WHAT IS REQUIRED
In the entries that follow, find each line with the word "brown" and copy it.

DATASET EXCERPTS
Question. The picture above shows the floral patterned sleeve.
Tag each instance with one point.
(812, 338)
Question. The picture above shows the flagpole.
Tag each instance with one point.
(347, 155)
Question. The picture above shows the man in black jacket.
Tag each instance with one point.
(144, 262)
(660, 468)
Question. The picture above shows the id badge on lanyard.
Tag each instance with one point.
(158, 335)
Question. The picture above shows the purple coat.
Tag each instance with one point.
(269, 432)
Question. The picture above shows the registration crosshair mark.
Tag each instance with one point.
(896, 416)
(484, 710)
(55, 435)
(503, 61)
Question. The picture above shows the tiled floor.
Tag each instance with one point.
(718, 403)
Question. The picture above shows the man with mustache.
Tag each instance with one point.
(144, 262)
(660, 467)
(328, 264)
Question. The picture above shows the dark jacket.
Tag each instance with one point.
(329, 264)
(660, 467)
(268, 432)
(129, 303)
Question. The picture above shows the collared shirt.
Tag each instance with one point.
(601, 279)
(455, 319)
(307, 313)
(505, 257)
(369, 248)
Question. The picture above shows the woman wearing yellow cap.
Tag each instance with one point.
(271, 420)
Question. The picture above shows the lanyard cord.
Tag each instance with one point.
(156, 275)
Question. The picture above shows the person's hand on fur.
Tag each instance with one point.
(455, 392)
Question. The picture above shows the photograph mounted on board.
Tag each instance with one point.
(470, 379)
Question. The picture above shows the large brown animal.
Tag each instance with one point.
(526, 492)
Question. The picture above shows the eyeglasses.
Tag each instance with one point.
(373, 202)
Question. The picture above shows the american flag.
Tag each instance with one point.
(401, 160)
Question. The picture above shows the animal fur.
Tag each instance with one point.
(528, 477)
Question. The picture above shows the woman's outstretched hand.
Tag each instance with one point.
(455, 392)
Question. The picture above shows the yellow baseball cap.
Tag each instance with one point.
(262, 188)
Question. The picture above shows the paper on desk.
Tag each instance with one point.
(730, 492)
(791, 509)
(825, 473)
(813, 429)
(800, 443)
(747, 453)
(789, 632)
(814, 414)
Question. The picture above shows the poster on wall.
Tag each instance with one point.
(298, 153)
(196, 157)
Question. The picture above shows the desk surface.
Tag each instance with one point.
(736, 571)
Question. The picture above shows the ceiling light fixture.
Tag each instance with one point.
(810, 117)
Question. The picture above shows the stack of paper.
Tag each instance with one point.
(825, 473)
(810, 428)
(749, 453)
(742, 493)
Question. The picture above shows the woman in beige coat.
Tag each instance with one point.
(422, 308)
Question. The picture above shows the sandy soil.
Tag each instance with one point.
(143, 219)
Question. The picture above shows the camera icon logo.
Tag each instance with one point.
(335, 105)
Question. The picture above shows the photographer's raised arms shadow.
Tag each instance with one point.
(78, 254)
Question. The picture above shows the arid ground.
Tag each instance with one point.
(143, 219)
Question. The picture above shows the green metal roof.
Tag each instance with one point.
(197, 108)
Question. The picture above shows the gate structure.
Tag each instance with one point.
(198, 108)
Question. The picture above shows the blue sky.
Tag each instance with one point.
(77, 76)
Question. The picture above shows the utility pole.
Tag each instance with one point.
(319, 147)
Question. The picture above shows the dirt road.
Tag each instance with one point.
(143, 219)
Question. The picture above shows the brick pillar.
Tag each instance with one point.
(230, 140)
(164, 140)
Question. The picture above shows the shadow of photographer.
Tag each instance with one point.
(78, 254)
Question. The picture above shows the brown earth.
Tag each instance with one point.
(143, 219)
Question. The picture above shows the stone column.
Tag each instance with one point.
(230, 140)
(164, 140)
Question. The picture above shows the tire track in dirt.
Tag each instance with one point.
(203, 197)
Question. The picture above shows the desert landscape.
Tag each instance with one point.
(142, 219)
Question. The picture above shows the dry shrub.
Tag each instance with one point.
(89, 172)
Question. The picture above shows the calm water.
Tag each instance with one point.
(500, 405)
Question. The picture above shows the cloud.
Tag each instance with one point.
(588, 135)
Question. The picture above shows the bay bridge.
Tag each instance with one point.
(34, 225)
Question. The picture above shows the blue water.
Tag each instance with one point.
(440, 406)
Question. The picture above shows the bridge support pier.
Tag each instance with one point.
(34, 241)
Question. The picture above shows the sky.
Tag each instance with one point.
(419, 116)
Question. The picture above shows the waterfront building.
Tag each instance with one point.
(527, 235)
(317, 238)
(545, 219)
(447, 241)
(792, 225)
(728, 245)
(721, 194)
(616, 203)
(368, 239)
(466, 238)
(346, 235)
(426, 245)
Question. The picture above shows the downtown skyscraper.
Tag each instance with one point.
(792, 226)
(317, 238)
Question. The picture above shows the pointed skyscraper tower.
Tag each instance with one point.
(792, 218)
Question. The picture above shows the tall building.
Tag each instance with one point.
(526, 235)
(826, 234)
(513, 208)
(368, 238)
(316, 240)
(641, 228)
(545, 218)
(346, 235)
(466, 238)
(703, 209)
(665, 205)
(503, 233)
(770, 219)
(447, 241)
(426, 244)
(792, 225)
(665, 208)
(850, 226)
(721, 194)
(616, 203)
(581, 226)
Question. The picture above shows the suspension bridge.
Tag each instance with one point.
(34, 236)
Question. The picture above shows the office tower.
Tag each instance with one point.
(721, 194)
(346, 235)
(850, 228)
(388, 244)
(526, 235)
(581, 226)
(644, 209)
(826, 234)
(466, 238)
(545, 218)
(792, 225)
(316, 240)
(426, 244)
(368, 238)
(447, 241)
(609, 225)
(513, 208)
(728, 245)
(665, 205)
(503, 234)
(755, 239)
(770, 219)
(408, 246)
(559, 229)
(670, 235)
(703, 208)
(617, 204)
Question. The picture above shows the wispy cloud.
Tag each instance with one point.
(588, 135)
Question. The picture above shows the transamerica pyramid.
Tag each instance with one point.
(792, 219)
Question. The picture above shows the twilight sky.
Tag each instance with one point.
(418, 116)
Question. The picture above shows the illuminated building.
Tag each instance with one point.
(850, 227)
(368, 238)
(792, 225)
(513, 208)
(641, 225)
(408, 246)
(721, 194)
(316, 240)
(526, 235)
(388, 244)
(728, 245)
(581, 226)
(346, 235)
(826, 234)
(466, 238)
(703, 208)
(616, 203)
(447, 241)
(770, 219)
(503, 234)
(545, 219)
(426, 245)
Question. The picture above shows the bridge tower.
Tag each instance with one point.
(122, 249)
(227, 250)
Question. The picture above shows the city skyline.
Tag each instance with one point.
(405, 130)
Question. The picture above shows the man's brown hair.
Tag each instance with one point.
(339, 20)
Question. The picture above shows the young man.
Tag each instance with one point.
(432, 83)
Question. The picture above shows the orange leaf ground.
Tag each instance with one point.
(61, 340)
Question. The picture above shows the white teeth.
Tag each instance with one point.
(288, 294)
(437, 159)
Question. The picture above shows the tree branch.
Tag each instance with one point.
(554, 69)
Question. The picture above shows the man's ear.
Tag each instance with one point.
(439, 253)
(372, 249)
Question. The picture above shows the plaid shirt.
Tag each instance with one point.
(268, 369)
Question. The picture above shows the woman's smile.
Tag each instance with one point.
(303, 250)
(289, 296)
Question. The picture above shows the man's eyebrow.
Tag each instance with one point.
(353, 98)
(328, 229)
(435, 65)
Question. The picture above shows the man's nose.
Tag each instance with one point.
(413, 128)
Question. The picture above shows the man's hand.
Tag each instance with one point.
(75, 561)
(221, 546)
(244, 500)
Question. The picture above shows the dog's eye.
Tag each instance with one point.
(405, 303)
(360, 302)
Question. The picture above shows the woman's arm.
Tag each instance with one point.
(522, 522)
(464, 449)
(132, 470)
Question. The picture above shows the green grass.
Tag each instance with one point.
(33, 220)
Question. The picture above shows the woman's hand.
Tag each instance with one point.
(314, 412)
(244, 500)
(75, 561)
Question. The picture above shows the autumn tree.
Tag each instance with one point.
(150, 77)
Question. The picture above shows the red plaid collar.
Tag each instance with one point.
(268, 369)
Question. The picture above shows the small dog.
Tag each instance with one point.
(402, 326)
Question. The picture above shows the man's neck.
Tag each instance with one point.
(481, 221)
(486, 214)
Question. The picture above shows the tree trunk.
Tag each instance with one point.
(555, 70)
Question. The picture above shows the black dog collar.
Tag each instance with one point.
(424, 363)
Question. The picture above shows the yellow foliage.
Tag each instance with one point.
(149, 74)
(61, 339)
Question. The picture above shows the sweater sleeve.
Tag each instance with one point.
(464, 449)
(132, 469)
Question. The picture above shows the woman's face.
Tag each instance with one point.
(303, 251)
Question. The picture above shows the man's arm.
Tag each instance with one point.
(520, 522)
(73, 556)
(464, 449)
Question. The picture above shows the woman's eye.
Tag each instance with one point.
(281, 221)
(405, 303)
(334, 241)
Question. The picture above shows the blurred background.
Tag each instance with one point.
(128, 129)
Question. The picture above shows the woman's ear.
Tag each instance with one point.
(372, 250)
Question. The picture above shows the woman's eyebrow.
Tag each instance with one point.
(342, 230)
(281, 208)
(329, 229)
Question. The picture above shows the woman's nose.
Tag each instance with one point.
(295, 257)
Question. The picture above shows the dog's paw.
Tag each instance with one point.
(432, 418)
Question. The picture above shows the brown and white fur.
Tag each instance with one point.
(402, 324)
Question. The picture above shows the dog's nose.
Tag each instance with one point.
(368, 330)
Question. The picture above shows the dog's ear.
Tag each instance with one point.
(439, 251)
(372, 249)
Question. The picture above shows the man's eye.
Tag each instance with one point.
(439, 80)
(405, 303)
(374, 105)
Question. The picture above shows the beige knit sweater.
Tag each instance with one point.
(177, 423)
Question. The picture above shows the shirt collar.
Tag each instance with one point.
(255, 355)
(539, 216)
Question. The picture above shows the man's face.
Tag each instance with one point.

ANSWER TO THIS PROBLEM
Question. The picture above shows the large brown animal.
Question. The picture above shows the brown earth.
Question. The picture above shows the man's brown hair.
Question. The picture above shows the brown and white fur.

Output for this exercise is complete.